## STATED EXERCISE 1
According to the open innovation passage, when was Edison's electric pen patented?
## STATED EXERCISE 2
Resume the open innovation passage from its last sentence and keep writing in the same style.

## PAGE EXTRACT
Start

MTP is the model for your innovation as a service. It is also the rally to engagement that requires all the attributes of SCALE and IDEAS. An MTP shared by your staff and community serves as the platform for autonomous innovation. You then provide the services used to crowdsource and implement new ideas. Sourcing, planning, implementing, and collaborating are activities in the open innovation value system.
“Open innovation has the potential to widen the space for value creation,” says Linus Dahlander and Martin Wallin, in Why Now Is the Time for Open Innovation, Harvard Business Review
We can apply the flow of innovation value to the ExO framework to organize around market agility, retaining margin, and boosting productivity. Thomas Edison, whom we all know for famously inventing the light bulb, was very good at reducing the risk of innovation. One of his first inventions at Menlo Park was the electric pen patented in August 1876. His pen would help administrative employees create stencils for reproducing documents by punching tiny holes through the paper’s surface using a small battery-powered electric motor. The demand for office productivity tools was very high at the time, and he charged $20 a pen. This pen was heavy, the motor was noisy, and the battery chemicals had to be replaced to maintain it. He improved on his first iterations but ended up abandoning the project.
He was once quoted as saying “I have not failed. I've just found 10,000 ways that won't work.” For a start-up, this should be central to the organizational system. Engaging your staff and community with assets that the organization leverages to create an environment where ingenuity and failure can spawn breakthroughs requires controls at each increment on the value chain. This is a driving force behind scaling to reach 10x potential.
Engagement and Autonomy.
Engagement and Autonomy are ways of working the organization enables by hosting engagement services on various leveraged assets. An organization can leverage its infrastructure to scale the engagement campaign that they are implementing based on usage and demand.
Take Coursera, the online learning platform known for making education globally accessible. Since its founding in 2012, Coursera has leveraged its platform to provide high-quality educational content with opportunities for learners to attain certifications or degrees and even receive instructor feedback. Recognizing the value of community and crowd in their early years, they scaled the platform from courses created by universities and private companies to include projects and presentations from individuals and subject matter experts. Peer-to-peer collaboration around diverse, interactive content offerings appeals to global audiences and democratizes education.

End

## DATA SUPPLIED

Start

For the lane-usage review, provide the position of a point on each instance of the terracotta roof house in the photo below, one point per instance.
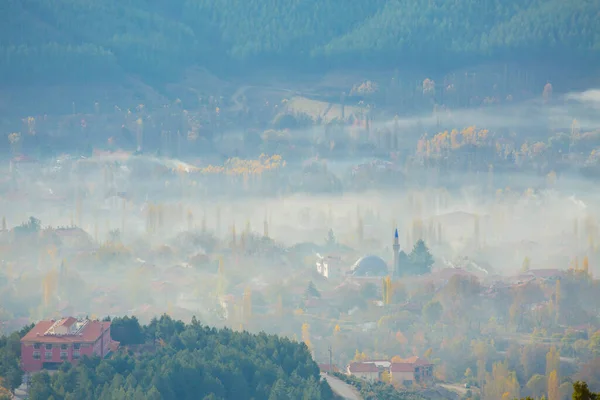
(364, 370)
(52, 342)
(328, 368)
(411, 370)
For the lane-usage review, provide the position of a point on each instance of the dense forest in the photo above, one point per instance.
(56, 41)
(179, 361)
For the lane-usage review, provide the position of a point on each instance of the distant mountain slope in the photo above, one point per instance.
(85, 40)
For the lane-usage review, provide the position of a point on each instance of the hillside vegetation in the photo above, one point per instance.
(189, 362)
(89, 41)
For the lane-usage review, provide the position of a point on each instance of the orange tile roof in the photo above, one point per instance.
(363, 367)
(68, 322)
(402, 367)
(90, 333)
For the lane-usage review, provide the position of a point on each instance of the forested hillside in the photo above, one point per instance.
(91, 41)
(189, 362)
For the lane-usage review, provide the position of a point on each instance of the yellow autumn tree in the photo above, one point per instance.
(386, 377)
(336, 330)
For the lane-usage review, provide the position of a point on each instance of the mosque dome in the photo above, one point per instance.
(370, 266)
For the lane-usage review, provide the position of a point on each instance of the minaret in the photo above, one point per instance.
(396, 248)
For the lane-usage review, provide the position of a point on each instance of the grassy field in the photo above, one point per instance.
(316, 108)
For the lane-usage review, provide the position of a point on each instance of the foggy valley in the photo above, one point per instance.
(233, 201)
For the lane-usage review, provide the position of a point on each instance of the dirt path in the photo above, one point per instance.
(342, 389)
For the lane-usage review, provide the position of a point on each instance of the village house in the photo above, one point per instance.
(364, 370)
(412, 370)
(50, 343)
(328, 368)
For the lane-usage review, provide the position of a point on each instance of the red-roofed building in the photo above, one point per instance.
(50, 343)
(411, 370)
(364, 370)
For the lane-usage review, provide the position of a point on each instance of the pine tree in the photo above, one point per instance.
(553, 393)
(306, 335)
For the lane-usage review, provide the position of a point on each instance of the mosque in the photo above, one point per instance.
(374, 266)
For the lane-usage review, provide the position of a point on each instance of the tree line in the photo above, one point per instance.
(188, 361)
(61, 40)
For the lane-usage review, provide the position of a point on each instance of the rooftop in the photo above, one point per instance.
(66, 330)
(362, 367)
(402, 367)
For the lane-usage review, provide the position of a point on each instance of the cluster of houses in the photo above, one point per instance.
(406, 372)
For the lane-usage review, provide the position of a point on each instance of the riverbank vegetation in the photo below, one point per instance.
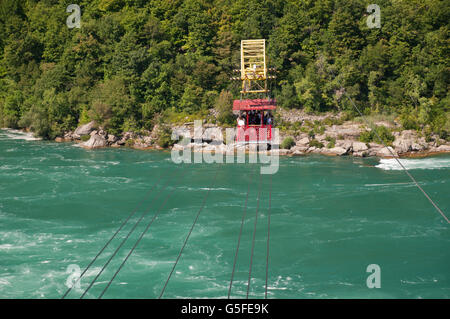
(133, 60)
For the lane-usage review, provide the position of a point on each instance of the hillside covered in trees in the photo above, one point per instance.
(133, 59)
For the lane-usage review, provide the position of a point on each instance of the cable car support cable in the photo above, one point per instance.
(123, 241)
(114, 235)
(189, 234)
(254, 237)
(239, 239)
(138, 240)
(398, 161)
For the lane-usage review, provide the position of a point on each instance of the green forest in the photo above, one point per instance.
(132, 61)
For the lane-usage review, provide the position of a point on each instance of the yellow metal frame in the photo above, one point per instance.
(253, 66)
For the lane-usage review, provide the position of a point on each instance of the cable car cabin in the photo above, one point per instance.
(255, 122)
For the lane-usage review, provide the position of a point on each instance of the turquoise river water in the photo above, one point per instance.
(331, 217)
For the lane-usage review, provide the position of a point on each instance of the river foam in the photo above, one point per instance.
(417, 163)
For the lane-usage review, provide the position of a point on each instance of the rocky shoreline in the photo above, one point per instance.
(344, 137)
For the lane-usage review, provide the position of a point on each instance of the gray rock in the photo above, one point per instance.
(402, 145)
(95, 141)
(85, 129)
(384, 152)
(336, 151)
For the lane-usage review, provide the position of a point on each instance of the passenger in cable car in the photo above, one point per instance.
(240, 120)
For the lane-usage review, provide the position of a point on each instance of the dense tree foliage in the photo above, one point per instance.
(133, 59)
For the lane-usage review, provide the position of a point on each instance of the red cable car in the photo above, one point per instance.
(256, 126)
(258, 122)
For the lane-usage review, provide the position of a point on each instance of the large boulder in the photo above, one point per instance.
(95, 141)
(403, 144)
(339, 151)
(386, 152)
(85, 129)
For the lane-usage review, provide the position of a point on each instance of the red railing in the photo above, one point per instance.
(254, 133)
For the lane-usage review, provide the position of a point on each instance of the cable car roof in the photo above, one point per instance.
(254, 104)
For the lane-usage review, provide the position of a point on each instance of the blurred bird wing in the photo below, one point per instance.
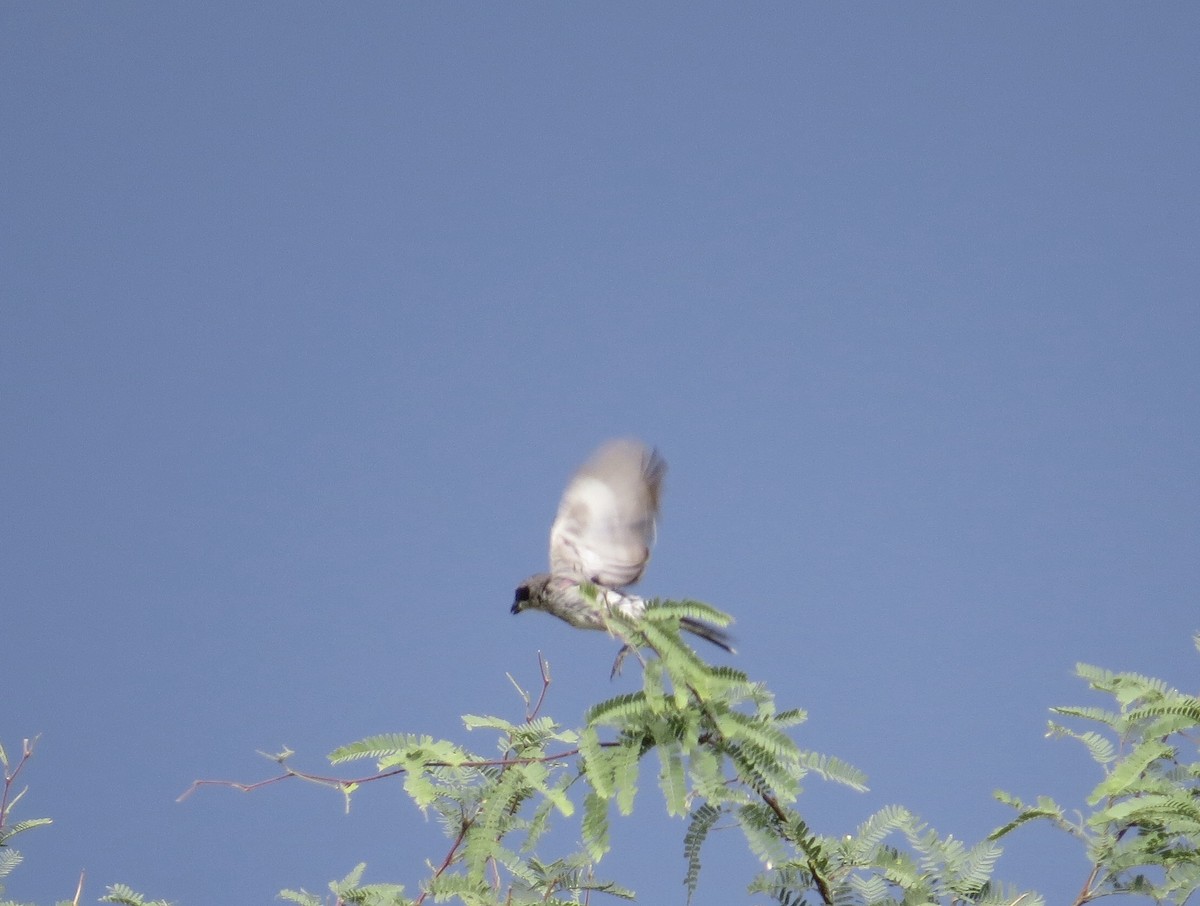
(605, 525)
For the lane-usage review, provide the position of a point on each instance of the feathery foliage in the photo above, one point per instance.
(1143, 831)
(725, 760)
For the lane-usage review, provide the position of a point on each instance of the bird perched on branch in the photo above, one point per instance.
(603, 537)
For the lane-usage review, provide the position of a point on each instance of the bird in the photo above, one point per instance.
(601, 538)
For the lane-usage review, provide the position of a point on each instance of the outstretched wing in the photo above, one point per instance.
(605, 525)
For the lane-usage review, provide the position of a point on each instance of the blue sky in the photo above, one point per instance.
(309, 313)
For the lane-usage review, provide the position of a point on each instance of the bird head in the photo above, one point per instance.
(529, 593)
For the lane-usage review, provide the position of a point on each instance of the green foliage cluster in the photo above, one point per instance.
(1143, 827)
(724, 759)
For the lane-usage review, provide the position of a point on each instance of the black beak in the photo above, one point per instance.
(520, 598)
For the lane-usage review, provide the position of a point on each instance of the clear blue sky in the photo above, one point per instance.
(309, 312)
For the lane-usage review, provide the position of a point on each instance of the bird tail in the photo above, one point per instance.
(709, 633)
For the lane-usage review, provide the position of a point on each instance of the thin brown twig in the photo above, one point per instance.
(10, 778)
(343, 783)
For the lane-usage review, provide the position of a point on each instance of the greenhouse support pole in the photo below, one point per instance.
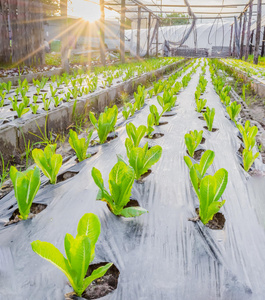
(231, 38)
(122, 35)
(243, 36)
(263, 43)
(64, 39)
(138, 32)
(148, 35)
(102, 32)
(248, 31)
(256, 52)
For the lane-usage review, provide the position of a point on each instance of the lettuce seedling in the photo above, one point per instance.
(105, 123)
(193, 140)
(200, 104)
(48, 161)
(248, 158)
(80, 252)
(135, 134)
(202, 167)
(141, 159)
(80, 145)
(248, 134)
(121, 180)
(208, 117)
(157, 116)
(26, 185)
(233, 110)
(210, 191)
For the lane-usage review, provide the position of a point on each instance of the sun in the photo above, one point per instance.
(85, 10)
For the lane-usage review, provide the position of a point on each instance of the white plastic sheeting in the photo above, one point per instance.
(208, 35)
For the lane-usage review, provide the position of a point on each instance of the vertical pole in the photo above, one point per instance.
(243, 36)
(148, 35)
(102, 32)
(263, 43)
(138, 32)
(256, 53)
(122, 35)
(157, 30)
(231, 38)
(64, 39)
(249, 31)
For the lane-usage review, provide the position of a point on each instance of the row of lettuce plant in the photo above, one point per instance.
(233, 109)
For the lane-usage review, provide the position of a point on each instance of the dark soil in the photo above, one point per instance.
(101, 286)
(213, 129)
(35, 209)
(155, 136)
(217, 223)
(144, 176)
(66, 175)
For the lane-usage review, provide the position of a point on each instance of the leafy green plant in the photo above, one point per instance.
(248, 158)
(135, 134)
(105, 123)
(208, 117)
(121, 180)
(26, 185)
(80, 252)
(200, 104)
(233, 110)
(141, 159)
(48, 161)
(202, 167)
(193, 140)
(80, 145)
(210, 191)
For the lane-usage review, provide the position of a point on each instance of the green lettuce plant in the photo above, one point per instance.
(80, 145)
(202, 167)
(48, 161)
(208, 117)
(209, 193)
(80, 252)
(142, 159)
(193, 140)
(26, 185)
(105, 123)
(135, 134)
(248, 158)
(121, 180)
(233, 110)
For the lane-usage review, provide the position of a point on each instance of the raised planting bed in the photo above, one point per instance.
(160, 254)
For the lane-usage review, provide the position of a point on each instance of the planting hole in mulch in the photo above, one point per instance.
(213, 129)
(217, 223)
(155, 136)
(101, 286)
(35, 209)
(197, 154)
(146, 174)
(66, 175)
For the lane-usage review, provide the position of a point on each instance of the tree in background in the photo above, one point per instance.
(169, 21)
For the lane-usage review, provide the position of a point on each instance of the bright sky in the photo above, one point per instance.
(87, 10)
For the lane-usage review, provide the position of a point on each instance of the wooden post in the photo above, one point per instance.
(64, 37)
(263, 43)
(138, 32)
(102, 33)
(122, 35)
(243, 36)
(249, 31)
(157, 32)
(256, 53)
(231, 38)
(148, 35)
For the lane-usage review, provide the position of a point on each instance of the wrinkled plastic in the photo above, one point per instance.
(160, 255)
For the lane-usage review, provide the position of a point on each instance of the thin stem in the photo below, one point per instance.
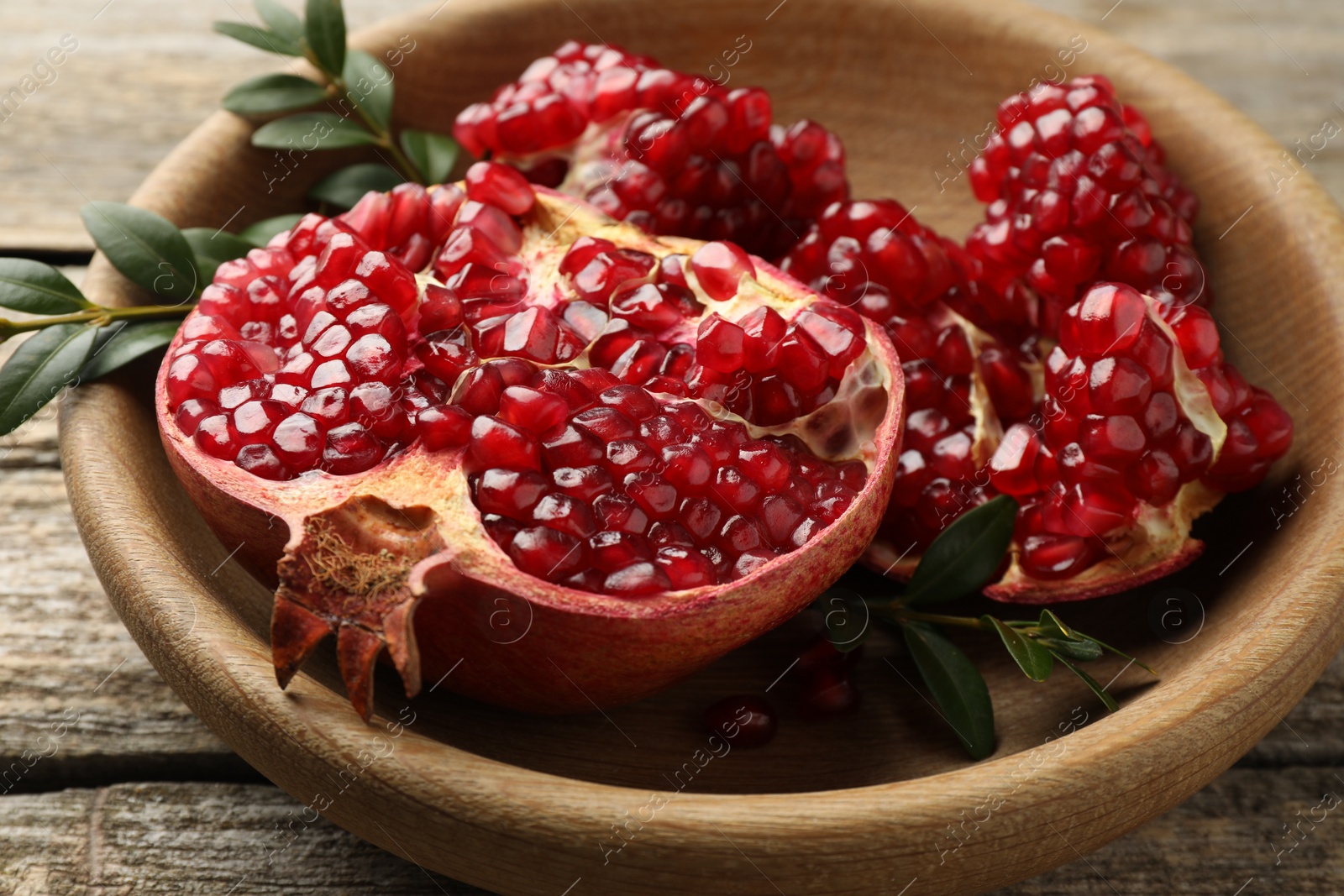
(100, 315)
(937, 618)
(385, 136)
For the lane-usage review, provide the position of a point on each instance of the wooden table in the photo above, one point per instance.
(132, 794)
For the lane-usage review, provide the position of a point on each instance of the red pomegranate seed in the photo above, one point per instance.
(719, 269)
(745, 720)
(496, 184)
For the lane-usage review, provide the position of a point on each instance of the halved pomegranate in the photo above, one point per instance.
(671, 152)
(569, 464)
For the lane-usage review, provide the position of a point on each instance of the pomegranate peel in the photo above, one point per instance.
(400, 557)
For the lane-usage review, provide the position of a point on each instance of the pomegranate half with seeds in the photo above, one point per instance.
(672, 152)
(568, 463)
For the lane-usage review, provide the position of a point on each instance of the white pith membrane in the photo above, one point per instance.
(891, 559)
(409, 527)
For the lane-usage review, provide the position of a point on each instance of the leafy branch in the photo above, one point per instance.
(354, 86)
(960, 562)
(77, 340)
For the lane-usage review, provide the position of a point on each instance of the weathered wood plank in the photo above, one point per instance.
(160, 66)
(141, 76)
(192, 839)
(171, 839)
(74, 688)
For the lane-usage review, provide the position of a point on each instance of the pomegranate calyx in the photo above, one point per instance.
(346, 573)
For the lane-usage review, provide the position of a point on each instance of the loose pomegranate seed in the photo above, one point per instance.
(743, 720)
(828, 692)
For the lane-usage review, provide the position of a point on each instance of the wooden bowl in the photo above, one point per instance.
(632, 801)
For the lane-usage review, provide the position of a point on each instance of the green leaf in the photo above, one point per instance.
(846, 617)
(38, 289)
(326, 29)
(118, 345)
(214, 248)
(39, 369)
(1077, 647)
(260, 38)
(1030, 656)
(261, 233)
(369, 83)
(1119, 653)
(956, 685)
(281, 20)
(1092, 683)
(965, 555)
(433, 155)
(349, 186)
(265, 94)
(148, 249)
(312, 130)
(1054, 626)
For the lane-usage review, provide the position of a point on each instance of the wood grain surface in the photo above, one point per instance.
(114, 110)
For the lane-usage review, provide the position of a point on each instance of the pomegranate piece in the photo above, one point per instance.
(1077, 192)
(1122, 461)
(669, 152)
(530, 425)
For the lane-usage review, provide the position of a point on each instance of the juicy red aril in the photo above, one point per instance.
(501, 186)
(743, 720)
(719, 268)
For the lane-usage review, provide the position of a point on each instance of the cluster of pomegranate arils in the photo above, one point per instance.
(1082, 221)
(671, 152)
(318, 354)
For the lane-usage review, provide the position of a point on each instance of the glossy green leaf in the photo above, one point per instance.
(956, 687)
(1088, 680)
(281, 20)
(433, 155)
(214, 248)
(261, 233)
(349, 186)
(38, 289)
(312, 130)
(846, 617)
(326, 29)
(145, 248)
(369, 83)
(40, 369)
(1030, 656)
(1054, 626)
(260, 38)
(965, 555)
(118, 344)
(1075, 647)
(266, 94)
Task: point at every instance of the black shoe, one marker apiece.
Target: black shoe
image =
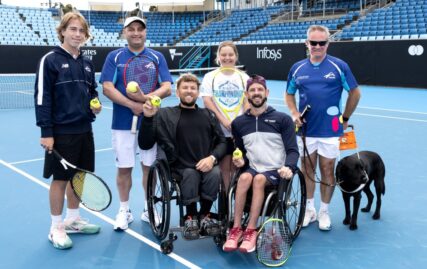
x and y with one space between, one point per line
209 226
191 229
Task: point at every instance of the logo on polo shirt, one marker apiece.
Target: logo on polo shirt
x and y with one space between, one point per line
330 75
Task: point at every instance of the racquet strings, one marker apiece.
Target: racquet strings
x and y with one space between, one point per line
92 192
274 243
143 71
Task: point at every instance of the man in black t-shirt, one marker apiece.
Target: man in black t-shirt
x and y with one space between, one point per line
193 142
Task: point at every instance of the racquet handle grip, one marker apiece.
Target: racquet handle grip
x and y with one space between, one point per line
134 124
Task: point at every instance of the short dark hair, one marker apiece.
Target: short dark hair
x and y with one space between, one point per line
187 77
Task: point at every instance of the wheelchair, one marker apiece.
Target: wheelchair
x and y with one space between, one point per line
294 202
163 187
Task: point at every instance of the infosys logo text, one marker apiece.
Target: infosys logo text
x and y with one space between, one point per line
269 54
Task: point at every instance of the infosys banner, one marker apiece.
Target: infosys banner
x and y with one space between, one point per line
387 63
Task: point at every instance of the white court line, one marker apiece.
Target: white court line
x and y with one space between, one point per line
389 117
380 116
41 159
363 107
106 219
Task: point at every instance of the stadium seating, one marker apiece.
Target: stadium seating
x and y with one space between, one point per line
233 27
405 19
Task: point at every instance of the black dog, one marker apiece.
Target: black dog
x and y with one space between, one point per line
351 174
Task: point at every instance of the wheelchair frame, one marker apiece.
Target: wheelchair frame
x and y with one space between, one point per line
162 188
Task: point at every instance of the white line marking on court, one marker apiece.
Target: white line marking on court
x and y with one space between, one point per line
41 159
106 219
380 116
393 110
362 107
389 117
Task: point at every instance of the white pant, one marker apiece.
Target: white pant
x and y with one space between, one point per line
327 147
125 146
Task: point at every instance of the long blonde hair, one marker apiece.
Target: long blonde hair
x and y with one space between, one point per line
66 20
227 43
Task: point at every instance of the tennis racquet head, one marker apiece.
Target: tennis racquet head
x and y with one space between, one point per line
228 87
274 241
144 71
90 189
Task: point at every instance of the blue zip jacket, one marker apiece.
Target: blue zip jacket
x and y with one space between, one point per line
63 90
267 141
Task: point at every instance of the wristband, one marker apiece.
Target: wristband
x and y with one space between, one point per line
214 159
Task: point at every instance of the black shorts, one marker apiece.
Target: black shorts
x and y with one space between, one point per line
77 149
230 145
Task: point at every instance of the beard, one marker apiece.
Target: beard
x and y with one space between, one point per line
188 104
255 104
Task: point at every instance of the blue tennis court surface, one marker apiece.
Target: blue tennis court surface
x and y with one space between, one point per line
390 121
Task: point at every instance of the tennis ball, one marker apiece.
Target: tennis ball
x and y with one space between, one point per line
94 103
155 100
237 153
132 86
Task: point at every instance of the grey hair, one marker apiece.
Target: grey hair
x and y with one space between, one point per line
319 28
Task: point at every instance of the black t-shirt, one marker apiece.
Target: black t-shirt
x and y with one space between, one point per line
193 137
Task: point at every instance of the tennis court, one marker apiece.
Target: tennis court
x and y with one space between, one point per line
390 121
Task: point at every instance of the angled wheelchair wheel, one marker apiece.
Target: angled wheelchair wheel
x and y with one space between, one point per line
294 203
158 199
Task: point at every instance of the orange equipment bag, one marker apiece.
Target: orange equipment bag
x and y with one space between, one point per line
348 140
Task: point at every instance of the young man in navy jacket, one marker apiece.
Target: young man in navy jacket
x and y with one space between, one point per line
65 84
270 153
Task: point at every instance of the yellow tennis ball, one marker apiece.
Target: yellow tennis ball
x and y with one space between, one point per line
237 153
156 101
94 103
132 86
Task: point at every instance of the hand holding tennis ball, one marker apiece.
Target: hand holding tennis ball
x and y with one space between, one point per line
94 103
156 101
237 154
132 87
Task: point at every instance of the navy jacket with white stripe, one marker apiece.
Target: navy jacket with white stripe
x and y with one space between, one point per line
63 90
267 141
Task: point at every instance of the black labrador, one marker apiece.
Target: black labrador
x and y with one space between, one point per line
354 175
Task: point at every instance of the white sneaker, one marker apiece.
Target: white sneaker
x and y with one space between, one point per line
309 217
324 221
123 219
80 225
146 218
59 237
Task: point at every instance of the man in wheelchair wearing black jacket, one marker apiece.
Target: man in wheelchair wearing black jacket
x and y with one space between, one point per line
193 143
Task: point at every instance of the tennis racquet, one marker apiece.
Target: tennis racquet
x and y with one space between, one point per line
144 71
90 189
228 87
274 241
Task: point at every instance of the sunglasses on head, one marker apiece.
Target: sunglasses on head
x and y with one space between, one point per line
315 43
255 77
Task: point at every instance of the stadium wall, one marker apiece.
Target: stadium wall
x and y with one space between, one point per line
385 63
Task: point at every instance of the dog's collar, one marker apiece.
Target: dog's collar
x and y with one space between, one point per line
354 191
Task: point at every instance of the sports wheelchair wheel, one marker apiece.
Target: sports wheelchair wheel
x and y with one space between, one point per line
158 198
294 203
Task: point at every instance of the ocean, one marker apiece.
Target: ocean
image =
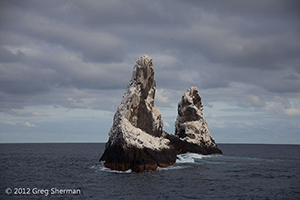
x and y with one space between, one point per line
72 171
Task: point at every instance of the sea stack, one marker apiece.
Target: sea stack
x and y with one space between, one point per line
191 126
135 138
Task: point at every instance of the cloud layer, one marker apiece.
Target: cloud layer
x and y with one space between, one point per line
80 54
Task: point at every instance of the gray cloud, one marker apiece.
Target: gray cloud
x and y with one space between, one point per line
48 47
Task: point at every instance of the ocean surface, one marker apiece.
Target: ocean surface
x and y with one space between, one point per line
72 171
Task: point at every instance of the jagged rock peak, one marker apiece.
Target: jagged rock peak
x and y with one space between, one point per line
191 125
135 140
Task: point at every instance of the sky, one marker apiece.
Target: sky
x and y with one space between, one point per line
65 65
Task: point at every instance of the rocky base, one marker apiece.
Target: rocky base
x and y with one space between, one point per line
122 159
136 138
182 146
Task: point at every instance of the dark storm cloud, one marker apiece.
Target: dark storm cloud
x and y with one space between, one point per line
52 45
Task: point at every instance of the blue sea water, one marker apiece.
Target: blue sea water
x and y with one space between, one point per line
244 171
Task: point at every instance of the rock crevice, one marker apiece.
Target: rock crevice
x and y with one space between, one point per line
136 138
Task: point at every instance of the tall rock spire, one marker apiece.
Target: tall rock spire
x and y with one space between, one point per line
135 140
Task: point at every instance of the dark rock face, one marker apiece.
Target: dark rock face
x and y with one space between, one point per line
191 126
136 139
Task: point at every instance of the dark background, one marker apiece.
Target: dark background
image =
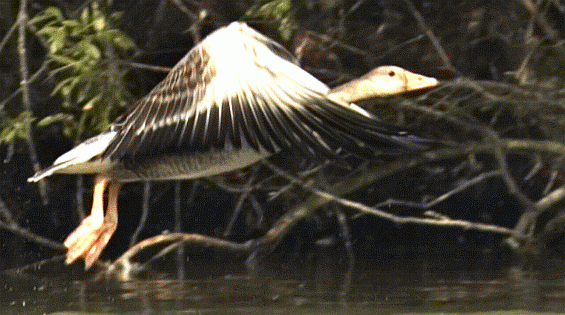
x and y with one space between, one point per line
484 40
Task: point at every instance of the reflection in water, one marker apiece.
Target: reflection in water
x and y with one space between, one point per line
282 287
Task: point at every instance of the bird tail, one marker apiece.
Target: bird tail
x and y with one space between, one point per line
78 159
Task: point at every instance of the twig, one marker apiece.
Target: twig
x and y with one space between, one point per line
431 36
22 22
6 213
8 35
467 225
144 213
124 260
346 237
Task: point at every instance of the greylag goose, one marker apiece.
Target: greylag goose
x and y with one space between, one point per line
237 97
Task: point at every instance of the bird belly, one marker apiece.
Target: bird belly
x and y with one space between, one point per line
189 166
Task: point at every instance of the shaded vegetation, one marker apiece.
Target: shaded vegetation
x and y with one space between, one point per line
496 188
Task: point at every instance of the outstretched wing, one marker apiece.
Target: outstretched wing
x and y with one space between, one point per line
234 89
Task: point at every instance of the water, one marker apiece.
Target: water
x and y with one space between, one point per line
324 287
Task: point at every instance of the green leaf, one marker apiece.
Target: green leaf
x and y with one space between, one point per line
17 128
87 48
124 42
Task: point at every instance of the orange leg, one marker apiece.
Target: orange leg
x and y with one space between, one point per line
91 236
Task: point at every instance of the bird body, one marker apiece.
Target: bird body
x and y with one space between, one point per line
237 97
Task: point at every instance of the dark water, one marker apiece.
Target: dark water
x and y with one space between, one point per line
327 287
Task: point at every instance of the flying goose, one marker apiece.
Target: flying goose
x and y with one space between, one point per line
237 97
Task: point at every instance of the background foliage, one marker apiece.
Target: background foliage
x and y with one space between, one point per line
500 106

End

## FINAL ANSWER 1
August 1876.

## FINAL ANSWER 2
Due to the unpredictable outcomes of autonomy, the practice of engagement is essential for unlocking the collective power of staff, community, and crowd. Coursera uses ratings for courses and projects to provide their community with guidance when creating and choosing their next course. The engagement practice involves a system of community development, surveys, and rewards.
Dashboards and Interfaces.
At the center of open innovation is experimentation. It is how your people explore, find bugs, iterate, challenge the products, and then return with better questions. Subscription and license-based productivity tools can be leveraged, often at a nominal expense. Many people have internet-based tools outside of your organization that they prefer to use, which presents a challenge for the open innovation pool. To maintain engagement, an organization will need to leverage its products and services to retain some of that intellectual property, mine data, and convert the crowd to a community. Providing your community with an interface to monitor their experiments can empower them with tools to manage those variables.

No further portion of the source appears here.